Count the lines in the entries that contain the string "green", matching case exactly, and reply with the number alone.

GIVEN ENTRIES:
====================

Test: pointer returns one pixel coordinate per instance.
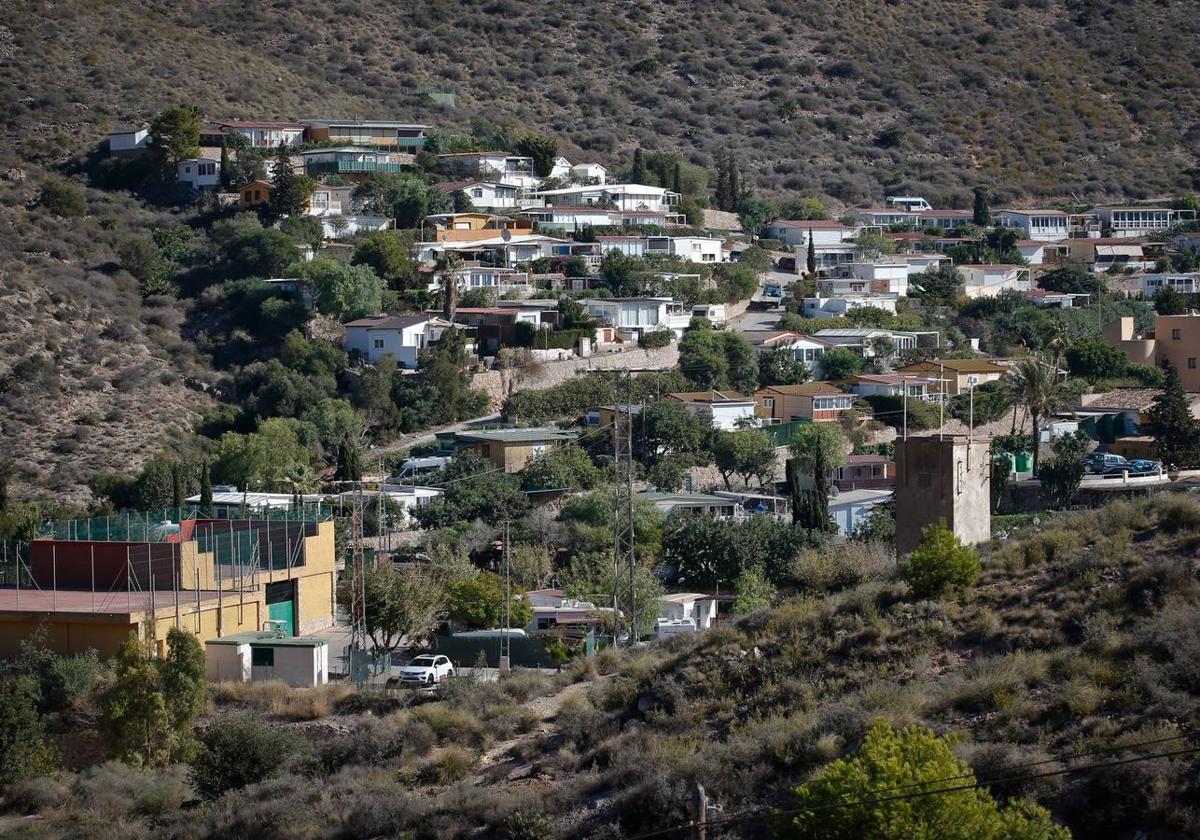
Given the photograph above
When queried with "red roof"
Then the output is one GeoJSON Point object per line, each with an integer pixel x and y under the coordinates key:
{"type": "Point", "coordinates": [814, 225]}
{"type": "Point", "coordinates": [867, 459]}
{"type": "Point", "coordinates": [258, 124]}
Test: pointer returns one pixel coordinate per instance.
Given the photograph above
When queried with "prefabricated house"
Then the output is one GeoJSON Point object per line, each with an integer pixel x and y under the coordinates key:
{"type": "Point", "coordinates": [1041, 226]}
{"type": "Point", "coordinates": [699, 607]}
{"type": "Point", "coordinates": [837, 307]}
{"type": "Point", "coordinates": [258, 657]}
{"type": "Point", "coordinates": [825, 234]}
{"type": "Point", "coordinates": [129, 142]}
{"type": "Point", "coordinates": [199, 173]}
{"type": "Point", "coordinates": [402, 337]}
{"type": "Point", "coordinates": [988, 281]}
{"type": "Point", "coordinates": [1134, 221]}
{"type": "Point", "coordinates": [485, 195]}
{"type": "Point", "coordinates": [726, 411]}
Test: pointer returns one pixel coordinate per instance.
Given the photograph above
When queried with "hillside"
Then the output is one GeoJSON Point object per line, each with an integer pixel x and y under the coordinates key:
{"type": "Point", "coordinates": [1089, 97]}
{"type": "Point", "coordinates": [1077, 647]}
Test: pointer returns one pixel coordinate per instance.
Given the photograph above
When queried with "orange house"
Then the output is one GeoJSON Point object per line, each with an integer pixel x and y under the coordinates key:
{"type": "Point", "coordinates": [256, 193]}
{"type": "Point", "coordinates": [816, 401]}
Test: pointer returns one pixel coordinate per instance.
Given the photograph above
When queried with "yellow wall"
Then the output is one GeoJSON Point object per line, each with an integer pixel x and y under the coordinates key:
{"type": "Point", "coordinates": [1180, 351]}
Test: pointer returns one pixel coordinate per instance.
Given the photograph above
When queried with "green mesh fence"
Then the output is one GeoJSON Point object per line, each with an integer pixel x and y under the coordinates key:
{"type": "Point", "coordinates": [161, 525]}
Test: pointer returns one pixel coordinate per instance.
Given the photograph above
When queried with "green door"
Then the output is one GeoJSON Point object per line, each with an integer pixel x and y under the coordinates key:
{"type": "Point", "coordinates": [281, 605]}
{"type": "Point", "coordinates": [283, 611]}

====================

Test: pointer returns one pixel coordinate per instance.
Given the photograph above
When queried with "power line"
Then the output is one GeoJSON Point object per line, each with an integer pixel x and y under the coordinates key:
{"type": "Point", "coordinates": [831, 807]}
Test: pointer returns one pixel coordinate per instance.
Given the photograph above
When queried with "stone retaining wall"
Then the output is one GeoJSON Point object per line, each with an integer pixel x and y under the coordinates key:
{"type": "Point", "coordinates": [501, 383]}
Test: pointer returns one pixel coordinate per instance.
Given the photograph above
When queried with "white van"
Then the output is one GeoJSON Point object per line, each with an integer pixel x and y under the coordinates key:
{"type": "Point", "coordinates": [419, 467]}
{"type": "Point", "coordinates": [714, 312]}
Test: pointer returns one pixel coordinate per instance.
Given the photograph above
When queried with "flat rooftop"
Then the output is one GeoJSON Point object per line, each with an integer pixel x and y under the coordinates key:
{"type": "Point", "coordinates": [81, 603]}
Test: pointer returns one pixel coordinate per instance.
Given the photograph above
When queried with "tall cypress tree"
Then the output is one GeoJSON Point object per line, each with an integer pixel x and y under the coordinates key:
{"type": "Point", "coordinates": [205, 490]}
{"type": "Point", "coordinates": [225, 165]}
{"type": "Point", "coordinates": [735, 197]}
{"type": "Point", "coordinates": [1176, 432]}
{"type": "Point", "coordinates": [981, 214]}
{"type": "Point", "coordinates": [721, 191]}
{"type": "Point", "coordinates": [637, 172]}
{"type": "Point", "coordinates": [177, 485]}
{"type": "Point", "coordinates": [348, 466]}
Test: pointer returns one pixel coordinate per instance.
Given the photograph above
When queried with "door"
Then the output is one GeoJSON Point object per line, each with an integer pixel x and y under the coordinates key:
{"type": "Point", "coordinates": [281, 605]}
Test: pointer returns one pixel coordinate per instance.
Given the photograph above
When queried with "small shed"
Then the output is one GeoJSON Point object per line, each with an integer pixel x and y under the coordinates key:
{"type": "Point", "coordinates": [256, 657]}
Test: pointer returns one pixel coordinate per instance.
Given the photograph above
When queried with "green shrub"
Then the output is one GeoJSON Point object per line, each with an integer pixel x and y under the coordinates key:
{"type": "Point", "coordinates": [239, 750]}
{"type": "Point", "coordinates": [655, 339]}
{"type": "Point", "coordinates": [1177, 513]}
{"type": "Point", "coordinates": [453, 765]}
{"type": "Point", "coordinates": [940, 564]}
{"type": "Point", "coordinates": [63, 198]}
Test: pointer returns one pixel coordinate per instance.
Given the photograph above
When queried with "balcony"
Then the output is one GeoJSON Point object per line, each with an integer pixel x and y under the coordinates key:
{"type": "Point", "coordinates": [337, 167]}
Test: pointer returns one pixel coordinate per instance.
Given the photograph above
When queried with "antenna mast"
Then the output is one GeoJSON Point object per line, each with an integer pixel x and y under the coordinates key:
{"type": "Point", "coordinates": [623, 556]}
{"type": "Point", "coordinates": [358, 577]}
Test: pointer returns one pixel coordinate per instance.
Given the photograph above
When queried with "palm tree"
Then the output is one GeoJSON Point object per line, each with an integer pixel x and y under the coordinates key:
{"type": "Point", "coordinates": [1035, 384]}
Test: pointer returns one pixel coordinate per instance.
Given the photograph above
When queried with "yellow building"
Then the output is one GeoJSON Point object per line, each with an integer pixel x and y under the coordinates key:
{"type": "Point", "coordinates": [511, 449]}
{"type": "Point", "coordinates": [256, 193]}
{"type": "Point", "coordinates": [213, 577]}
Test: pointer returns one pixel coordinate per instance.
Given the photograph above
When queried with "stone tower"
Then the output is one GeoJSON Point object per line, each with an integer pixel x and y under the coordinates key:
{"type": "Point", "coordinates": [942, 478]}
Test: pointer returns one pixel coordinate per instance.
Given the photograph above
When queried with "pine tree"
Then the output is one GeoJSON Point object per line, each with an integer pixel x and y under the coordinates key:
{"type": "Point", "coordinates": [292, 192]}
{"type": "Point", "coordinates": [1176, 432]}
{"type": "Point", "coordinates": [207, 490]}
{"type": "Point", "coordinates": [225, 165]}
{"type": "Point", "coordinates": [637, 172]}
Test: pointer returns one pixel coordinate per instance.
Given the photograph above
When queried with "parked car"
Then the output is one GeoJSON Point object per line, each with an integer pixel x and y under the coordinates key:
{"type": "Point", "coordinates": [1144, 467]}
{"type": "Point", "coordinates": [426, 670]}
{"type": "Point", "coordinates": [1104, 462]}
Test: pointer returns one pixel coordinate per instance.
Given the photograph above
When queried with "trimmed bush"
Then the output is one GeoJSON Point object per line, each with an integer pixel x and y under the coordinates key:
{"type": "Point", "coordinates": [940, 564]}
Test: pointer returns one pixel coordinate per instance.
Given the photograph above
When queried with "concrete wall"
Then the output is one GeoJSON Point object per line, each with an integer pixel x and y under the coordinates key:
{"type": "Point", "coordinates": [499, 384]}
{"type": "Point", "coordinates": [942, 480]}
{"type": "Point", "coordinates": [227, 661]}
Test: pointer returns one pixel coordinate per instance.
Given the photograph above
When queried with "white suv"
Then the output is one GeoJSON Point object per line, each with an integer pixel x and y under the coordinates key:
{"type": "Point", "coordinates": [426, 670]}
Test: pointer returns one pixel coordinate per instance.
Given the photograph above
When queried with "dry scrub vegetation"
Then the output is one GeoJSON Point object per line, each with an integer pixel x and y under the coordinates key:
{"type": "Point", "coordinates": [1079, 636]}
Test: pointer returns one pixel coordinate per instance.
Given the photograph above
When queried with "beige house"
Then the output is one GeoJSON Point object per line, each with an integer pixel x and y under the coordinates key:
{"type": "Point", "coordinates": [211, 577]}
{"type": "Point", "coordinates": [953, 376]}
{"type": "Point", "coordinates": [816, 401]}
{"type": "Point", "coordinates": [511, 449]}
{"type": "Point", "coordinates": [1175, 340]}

====================

ANSWER IN FULL: 3